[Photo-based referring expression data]
::::::::

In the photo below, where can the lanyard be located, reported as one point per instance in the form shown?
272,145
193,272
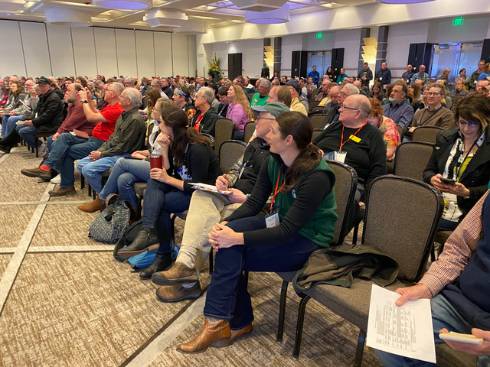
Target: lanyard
277,190
342,143
462,167
197,124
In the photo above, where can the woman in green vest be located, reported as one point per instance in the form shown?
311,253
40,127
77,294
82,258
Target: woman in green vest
300,218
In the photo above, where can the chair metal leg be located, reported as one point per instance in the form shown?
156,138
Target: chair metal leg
361,341
299,325
355,234
282,310
211,262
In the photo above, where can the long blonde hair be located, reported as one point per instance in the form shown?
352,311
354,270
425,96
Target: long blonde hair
242,99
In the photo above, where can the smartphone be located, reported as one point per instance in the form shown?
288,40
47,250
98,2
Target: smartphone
447,181
460,338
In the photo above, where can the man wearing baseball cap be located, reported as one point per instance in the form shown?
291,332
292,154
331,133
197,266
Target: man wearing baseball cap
296,104
181,281
46,118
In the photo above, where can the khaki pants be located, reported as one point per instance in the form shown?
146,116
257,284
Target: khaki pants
205,210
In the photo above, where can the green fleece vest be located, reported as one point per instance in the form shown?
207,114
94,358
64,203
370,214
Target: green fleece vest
320,228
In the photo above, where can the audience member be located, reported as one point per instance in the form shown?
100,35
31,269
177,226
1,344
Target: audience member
314,75
460,163
128,136
482,67
459,92
434,113
238,110
387,127
186,159
457,286
205,119
407,74
260,97
296,104
223,101
421,75
399,109
68,148
365,75
46,118
384,75
298,224
180,281
128,171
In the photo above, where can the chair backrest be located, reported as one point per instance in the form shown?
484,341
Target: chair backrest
209,138
411,159
223,131
401,219
316,132
345,190
318,121
426,134
249,130
229,152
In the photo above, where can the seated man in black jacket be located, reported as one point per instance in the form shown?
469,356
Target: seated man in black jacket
206,209
351,140
206,117
46,118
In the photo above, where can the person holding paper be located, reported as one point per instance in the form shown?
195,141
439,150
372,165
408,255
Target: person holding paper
301,218
181,281
186,158
457,284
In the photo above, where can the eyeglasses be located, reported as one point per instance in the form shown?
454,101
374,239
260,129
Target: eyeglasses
343,107
469,123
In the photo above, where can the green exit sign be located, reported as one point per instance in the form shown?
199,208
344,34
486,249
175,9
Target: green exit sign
458,21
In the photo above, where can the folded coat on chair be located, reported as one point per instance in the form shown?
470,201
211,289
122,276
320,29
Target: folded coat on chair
340,265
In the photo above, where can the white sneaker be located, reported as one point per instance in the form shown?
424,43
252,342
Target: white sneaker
56,180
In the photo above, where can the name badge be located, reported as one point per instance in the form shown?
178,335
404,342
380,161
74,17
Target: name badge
340,157
355,139
272,220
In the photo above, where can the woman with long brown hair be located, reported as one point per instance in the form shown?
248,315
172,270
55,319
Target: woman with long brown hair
301,219
186,159
239,110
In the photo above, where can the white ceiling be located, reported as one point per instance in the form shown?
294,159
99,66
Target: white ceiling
201,14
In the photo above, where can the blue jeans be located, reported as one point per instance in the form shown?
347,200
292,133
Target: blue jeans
227,297
29,134
93,170
67,149
124,174
9,123
161,200
444,315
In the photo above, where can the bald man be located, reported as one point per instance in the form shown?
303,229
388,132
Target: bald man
353,141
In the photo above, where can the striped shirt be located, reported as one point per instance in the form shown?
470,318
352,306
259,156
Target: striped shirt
457,251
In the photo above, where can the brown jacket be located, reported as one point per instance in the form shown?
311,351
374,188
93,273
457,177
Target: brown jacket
442,117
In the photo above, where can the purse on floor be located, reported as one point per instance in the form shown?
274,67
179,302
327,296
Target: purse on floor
110,224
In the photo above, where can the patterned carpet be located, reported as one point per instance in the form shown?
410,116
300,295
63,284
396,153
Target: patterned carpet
82,308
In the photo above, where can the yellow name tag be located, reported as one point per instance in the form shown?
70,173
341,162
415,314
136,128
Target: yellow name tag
355,139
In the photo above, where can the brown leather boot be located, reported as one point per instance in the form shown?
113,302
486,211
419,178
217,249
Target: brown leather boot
93,206
238,333
213,333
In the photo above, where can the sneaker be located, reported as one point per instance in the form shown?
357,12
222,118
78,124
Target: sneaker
31,172
56,180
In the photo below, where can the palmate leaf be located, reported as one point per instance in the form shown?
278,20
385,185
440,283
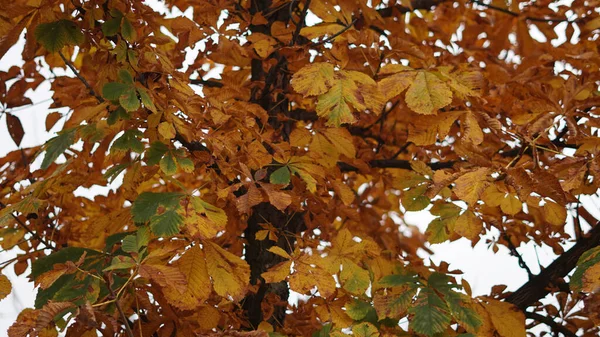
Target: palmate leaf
57,145
338,92
431,313
586,278
166,224
146,205
55,35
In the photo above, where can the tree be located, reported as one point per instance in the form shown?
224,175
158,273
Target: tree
283,156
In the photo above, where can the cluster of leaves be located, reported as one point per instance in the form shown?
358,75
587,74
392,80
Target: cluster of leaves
293,168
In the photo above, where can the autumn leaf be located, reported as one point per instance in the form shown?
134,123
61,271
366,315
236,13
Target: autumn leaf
427,94
229,273
55,35
5,286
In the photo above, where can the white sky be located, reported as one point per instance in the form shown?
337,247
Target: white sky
482,268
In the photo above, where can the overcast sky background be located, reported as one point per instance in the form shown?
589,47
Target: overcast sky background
482,268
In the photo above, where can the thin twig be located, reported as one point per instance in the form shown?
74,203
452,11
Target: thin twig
83,80
301,23
551,323
314,44
291,12
34,234
530,18
515,253
121,312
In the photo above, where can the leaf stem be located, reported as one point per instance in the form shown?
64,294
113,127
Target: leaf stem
83,80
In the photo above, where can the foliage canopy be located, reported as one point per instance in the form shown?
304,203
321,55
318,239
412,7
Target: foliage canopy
266,146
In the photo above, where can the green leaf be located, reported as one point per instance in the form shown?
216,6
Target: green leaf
281,176
129,141
120,262
146,205
587,260
129,100
324,332
186,164
55,35
168,165
125,76
437,231
112,173
365,329
430,313
166,224
134,243
463,314
358,309
113,90
398,280
441,283
414,200
119,114
156,151
128,30
146,99
57,145
111,26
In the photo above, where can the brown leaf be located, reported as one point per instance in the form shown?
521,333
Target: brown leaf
15,128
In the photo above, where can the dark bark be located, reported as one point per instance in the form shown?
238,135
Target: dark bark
260,259
539,286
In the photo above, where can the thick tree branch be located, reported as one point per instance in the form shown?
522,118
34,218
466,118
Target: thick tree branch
556,327
538,287
414,5
515,14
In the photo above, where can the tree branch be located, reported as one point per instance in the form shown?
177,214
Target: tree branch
28,230
207,83
514,14
556,327
538,286
83,80
394,163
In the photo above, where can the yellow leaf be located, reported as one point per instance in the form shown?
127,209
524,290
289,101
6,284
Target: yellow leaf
468,225
510,204
333,312
554,213
230,274
5,286
350,89
342,140
258,156
192,265
165,276
280,199
472,130
326,153
279,251
427,94
591,279
305,276
470,185
345,193
313,79
395,84
277,273
508,320
167,130
322,29
203,219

::::::::

Return the entries verbatim, pictures excluded.

> [Result of this task]
In the photo below, where can the lanyard be located, reported as one point per instance in the form shown?
272,145
193,272
Target: lanyard
277,190
342,143
462,167
197,124
In the photo above, where can the woman in green vest be located, reported as one point per instance in the form shown?
311,253
40,127
77,294
82,258
Target: woman in green vest
300,218
In the photo above, where can the chair metal leg be located, reported as one point per instance in the form shown?
156,138
Target: chair metal leg
361,341
299,325
355,234
282,310
211,262
In the photo above, where can the long blonde hair be located, reported as one point per instance in the form shown?
352,311
354,270
425,96
Target: long blonde hair
242,99
In the photo above, where can the smartphone be located, reported as one point per instance in the form shown?
288,40
47,250
98,2
Target: smartphone
447,181
460,338
In the photo above, where can the man wearing baseball cap be located, reported as one point per instance in the form shown?
291,332
292,154
331,133
197,266
Target: man wearing baseball cap
296,104
181,281
46,118
In the photo above, where can the khaki pants be located, reported as one point per instance in the form shown?
146,116
257,284
Target: khaki pants
205,210
In the photo above, where can the green fleece vest be located, reported as one point per instance in the form shown?
207,114
94,358
64,203
370,214
Target: green fleece vest
320,228
In the photo above, where can the audience member be located, reported as one point per instance in the form shown?
100,35
31,269
177,226
1,344
Target: audience member
314,75
460,163
128,136
482,67
459,92
434,113
238,110
387,127
186,159
457,286
205,119
407,74
260,97
296,104
223,101
421,75
399,109
68,148
365,75
46,118
384,75
298,224
180,281
128,171
In the photo above, where can the chair backrest be located, reported as one point per instance in the form shown?
484,341
Target: chair backrest
209,138
411,159
223,131
401,219
316,132
345,190
318,121
426,134
249,130
229,152
In the photo above, where can the seated man in black jacket be located, reported as one point per instance in the form shown?
469,356
Target: seated man in black jacket
206,209
351,140
206,117
46,118
In the photo above, where can the person holding paper be located, reported as one point per instance in the form shown?
195,141
439,150
372,165
408,255
Target: person holding paper
301,218
181,281
186,158
457,284
In the photo above, where can the eyeglasses be located, reported as one point per instance in the form shown?
454,101
374,239
260,129
Target: eyeglasses
343,107
469,123
In the photo above, where can the green exit sign be located, reported as one point per instance in the form shown?
199,208
344,34
486,249
175,9
Target: green exit sign
458,21
In the photo above, where can the folded coat on chair be located, reported as one point per instance in the form shown?
470,201
211,289
122,276
320,29
Target: folded coat on chair
340,265
In the photo above, where can the white sneaker be located, reported as one point per instance in the form shown?
424,43
252,342
Target: white sneaker
56,180
In the photo above, where can the name badge be located, reported as one point per instance in the form shown?
178,335
404,342
380,161
74,17
Target: name badge
340,157
355,139
272,220
In the photo above, where can the woman with long brown hair be located, reported as one point per instance in the form shown?
248,315
172,270
55,319
Target: woman with long brown hair
301,219
186,159
239,110
In the photo above, where can the white ceiling be located, reported as one point per instance in the form shown?
294,159
99,66
Target: white ceiling
201,14
In the photo above, where can the blue jeans be located, reported as one point per instance in the form shown?
347,200
292,133
Target: blue jeans
227,297
29,134
93,170
67,149
124,174
9,123
161,200
444,315
In the photo above, where can the bald man be located, reported as one point per instance in the form shown?
303,229
388,132
Target: bald man
353,141
In the photo above, where can the striped shirt be located, reported as one point per instance in the form shown?
470,318
352,306
259,156
Target: striped shirt
457,251
In the photo above, where can the brown jacket be located, reported as one point per instance in the form shown?
311,351
374,188
93,273
457,177
Target: brown jacket
442,117
In the photo above, where can the purse on floor be located, reported as one point per instance in the form shown?
274,67
179,302
327,296
Target: purse on floor
110,224
In the photo above, where can the patterned carpet be located, reported as one point per instance in the form shown?
410,116
300,295
63,284
396,153
Target: patterned carpet
82,308
In the photo above, where can the yellow name tag be located, reported as one point per instance in the form shown?
70,173
341,162
415,314
136,128
Target: yellow name tag
355,139
In the photo above, where can the brown leather boot be located, reported as one point per instance in the form shown?
113,302
486,211
419,178
217,249
Target: brown leather boot
93,206
238,333
213,333
In the photo above, where can the sneaker be located, reported as one point per instance in the form shown?
357,12
222,118
78,124
Target: sneaker
31,172
56,180
In the photo below, where can the palmate leaf be located, reported as one point per instance in the form shown?
278,20
385,185
440,283
Target: palmate leaf
57,145
338,92
431,313
586,278
166,224
146,205
55,35
In the photo above, where can the tree be located, reported as one point per instance in the form shown?
224,175
158,273
Target: tree
283,156
In the photo above, where can the cluster of leaves be located, reported as one point per instance in the form shown?
358,75
587,74
392,80
Target: cluster of leaves
293,168
In the photo above, where can the autumn leaf be located, reported as one point per instance in the form shown?
134,123
61,271
366,315
236,13
Target: autumn leaf
427,94
229,273
55,35
5,286
In the photo above, where can the white sky be located, reported as one point per instance in the form shown?
337,247
Target: white sky
482,268
In the photo above, where can the overcast sky background be located, reported as one point per instance in the form shown?
589,47
Target: overcast sky background
482,268
In the photo above, where can the thin twig be located, reported as one point per instance in the form shown?
74,203
452,11
Target: thin twig
83,80
301,23
551,323
314,44
291,12
34,234
530,18
515,253
121,312
In the photo above, where can the leaf stem be located, reported as one point per instance in the form shown?
64,294
113,127
Target: leaf stem
83,80
In the photo above, where can the foliage canopy be located, reported as one point per instance in the form shown?
304,203
321,55
318,239
412,7
Target: foliage canopy
266,146
In the photo above, where can the green leaf be located, reported as one point per instance in the form shown?
216,6
Target: green leaf
281,176
129,141
120,262
146,205
587,260
129,100
324,332
186,164
55,35
168,165
125,76
437,231
112,173
365,329
430,313
166,224
134,243
463,314
358,309
113,90
398,280
441,283
414,200
119,114
156,151
128,30
146,99
57,145
111,26
In the photo above, where can the brown leaf be located, reported as one point per instance in the form shown?
521,333
Target: brown leaf
15,128
In the photo above, where can the dark bark be located, reported as one point per instance in the form shown?
238,135
Target: dark bark
260,259
539,286
In the photo above, where can the thick tree branch be located, reported as one point per instance in the form shown?
522,118
34,218
466,118
Target: thick tree branch
556,327
538,287
414,5
515,14
In the photo above, where can the tree branch be located, reported as one point per instance in the form shown?
177,214
Target: tree branch
28,230
207,83
514,14
556,327
538,286
83,80
394,163
In the photo above, where can the yellow leaf be located, reported as one point per instance in the form shown?
127,209
524,290
289,101
6,284
Target: yellow leaf
468,225
510,204
333,312
554,213
230,274
5,286
350,89
342,140
258,156
192,265
165,276
280,199
472,130
326,153
279,251
427,94
591,279
305,276
470,185
345,193
313,79
395,84
277,273
508,320
167,130
322,29
203,219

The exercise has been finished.